WEDNESDAY, Nov. 1, 2023 (HealthDay News) — From 2021 to 2022, there was a 3 percent increase in the infant mortality rate in the United States, according to a November Vital Statistics Rapid Release report, a publication from the U.S. Centers for Disease Control and Prevention.
Danielle M. Ely, Ph.D., and Anne K. Driscoll, Ph.D., from the National Center for Health Statistics in Hyattsville, Maryland, used U.S. linked birth/infant death files to present provisional 2022 data on infant mortality rates.
The researchers found that in 2022, the provisional infant mortality rate for the United States was 5.60 infant deaths per 1,000 live births, which was 3 percent higher than the rate of 5.44 in 2021. From 2021 to 2022, there was a 3 percent increase in the neonatal mortality rate (from 3.49 to 3.58) and a 4 percent increase in the postneonatal mortality rate (from 1.95 to 2.02). Among infants of American Indian and Alaska Native non-Hispanic and White non-Hispanic women, mortality rates increased significantly (7.46 to 9.06 and 4.36 to 4.52, respectively). Infant mortality rates increased significantly for infants of women ages 25 to 29 years, from 5.15 in 2021 to 5.37 in 2020. Mortality rates also increased significantly for total preterm and early preterm infants, for male infants, and in four states (Georgia, Iowa, Missouri, and Texas). For two of the 10 leading causes of death (maternal complications and bacterial sepsis), mortality rates increased.
“Although not statistically significant, rates generally increased for most other race and Hispanic origin, maternal age, and gestational age groups, as well as for female infants, in a majority of states, and for three of the 10 leading causes of death,” the authors write.

§

According to the news report on infant mortality, what was the provisional US infant mortality rate in 2022?

§

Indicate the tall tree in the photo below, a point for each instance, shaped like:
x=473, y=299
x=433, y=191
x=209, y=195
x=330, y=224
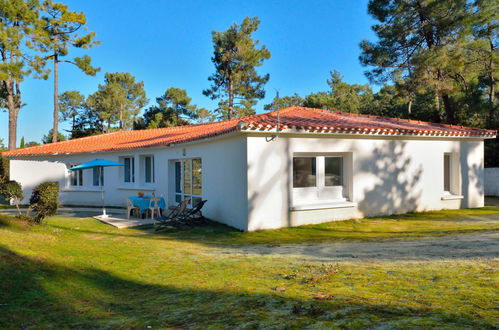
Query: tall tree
x=118, y=101
x=284, y=102
x=48, y=138
x=173, y=108
x=18, y=31
x=236, y=83
x=71, y=105
x=62, y=26
x=348, y=97
x=414, y=38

§

Response area. 5.60 infant deaths per 1,000 live births.